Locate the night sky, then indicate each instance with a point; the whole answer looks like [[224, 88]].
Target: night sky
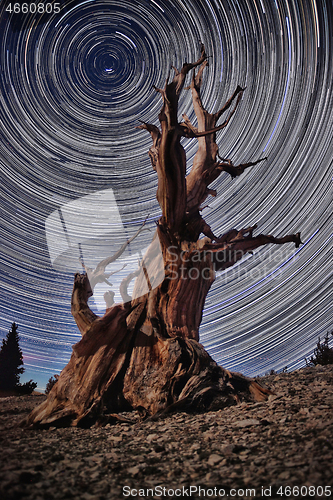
[[76, 179]]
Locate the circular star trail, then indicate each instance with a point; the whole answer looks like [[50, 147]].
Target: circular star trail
[[74, 87]]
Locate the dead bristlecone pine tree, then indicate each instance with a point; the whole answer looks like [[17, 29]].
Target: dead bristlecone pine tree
[[145, 354]]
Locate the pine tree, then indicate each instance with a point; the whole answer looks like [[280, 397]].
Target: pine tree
[[11, 360]]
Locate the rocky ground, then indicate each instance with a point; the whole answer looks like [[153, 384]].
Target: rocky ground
[[282, 448]]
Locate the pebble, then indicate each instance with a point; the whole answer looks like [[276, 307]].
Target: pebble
[[285, 441]]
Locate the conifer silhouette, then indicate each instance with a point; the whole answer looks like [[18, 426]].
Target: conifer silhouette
[[11, 360]]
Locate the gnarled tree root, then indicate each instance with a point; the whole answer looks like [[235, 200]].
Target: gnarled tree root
[[114, 372]]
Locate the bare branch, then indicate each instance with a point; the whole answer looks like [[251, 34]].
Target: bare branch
[[235, 170]]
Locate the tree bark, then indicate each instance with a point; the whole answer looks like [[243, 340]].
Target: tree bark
[[145, 354]]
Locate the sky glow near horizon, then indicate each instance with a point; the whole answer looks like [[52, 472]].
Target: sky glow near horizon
[[73, 89]]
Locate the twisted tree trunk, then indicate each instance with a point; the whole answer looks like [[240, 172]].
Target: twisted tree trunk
[[145, 354]]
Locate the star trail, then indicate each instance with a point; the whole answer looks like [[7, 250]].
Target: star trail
[[75, 85]]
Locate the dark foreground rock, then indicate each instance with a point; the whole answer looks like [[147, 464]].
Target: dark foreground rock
[[282, 448]]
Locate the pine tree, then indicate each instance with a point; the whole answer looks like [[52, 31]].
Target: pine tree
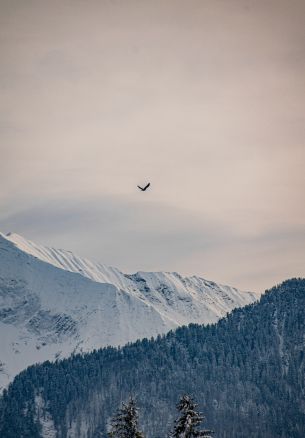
[[189, 420], [125, 423]]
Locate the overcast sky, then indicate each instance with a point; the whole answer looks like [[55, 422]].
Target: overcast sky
[[204, 98]]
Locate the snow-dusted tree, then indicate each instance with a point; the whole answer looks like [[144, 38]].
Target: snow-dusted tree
[[125, 423], [189, 420]]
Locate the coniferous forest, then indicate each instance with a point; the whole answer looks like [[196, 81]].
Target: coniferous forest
[[247, 373]]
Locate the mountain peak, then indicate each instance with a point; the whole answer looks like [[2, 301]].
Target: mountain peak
[[54, 303]]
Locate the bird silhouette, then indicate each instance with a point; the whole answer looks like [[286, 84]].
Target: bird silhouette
[[144, 188]]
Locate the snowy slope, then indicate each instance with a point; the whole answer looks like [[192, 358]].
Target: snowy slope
[[53, 303]]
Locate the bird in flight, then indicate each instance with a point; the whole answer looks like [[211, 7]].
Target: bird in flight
[[144, 188]]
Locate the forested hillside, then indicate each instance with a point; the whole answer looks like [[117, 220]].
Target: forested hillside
[[247, 372]]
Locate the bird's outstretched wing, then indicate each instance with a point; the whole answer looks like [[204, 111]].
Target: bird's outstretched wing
[[146, 187]]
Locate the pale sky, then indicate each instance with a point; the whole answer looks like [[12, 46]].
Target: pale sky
[[203, 98]]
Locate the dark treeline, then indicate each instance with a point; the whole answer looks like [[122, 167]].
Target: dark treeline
[[247, 372]]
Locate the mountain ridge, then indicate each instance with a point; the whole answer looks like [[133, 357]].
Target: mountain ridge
[[246, 371], [50, 309]]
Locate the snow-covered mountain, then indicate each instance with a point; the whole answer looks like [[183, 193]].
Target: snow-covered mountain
[[53, 303]]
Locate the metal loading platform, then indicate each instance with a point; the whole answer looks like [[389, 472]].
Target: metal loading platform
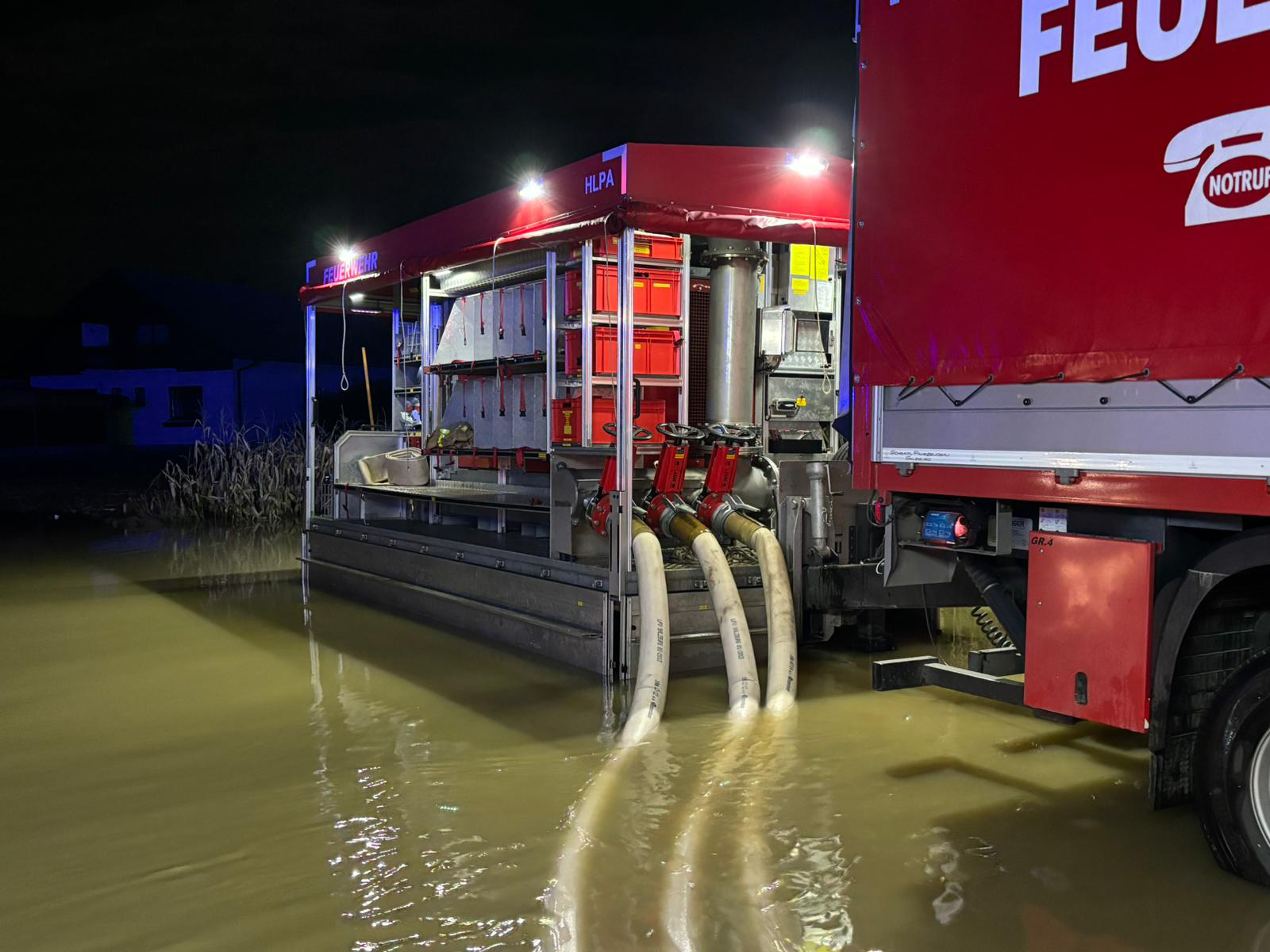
[[543, 359]]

--*--

> [Exercise objective]: Reproduce all of the material above word for word, omitting the pictures.

> [Task result]:
Locate the night sky, then indicate each instance with a point; the whole answer looks like [[224, 88]].
Target: night sky
[[76, 179]]
Locate the circular star trail, then indicate each instance with a point; the whole answer looks like [[50, 147]].
Target: circular star trail
[[74, 87]]
Locate the dead bristlecone pine tree, then indicate each instance with a point; the whole answer looks like [[17, 29]].
Target: dead bristlecone pine tree
[[145, 354]]
Locate the pine tree, then indicate each instance with a point; the whole answer looks like [[280, 397]].
Target: pine tree
[[11, 360]]
Locate the rocky ground, then indicate each instance with a point; the whole answer looks like [[153, 384]].
Target: rocky ground
[[282, 448]]
Locate the pebble, then indicate each instance with a point; the whole answer looks like [[276, 307]].
Target: pebble
[[285, 441]]
Locate the conifer silhouette, then indicate each instance with a point; the whole answer looks like [[18, 426]].
Target: conifer silhouette
[[11, 360]]
Locate the gnarled tree root, then indicate each instance with a point; the whole answer looks like [[235, 200]].
Target: gnarled tree root
[[114, 372]]
Locate the bare branch, then indicate each instance with a point; the whole answer looks like [[251, 34]].
Target: bare branch
[[235, 170]]
Locate the tree bark, then indicate each instance with a point; the whole answer looks like [[243, 340]].
Target: tree bark
[[145, 354]]
Locate the sky glow near horizon, then indicate each instance with a point; the whole answer looks like [[52, 472]].
Target: sky glow near horizon
[[73, 89]]
Locate the twisted tree trunk, then indicate each instance with a point; the whole answer looks like [[240, 172]].
Target: twisted tree trunk
[[145, 354]]
Locate the star trail, then indicate each instance with a point; the whole answer looks like [[7, 250]].
Target: star trail
[[75, 85]]
Locate the dark foreground rock, then indicate each instance with a point; the whole answer looks like [[147, 464]].
Target: dark foreground rock
[[282, 448]]
Locate the pine tree, then indicate each instance with a point; the whole answer looks like [[52, 31]].
Target: pine tree
[[189, 420], [125, 423]]
Locate the overcast sky, then indicate each instance with a point; the whole answer looks like [[55, 422]].
Target: overcast sky
[[204, 98]]
Locate the snow-dusted tree, then indicate each instance with a point; the whole answer looks like [[144, 38]].
Target: snow-dusted tree
[[125, 423], [189, 420]]
Locate the coniferous forest, then indicate each instance with a point; the whole answer looks like [[196, 81]].
Target: coniferous forest
[[247, 373]]
Locate the mountain peak, then indicate each instance with a point; the whole answer looks like [[2, 301]].
Target: mountain peak
[[54, 303]]
Locate the bird silhouette, then indicate each instance with a point; the whole answer looks like [[286, 84]].
Target: bird silhouette
[[144, 188]]
Locate the snowy slope, then indicate each instance with a point; the whole answer looks like [[192, 358]].
Target: snowy slope
[[53, 303]]
Locate the bird in flight, then indicate each instance with a point; the whole answer looks like [[211, 7]].
Target: bird in flight
[[144, 188]]
Locate the forested hillside, then indicate each instance with a point; the whole answer looks like [[117, 220]].
Target: forested hillside
[[247, 372]]
Locate the bird's outstretched wing, then indicate each instance with a point; the whole answer looks like [[204, 111]].
Target: bird's outstretched wing
[[146, 187]]
Locate the pale sky, then indicate each instance with a point; the whole answer looks like [[12, 46]].
Target: pale sky
[[203, 98]]
Locate the dark treeline, then indicate each instance with a point; the whole answer looks like [[122, 167]].
Target: dark treeline
[[247, 372]]
Locate the mountain ridge, then indicate each instance with a point; the whole answer looks like [[133, 357]].
Target: mountain ridge
[[246, 371], [50, 309]]
Locate the snow-covered mountain, then indicate each instance with a point; the whole answer looks like [[183, 193]].
Target: snow-covered mountain
[[53, 303]]
Locate the metal loading platform, then indicate each instance with a point; the whole answer looks like [[389, 472]].
Target: metal loading platform
[[543, 359]]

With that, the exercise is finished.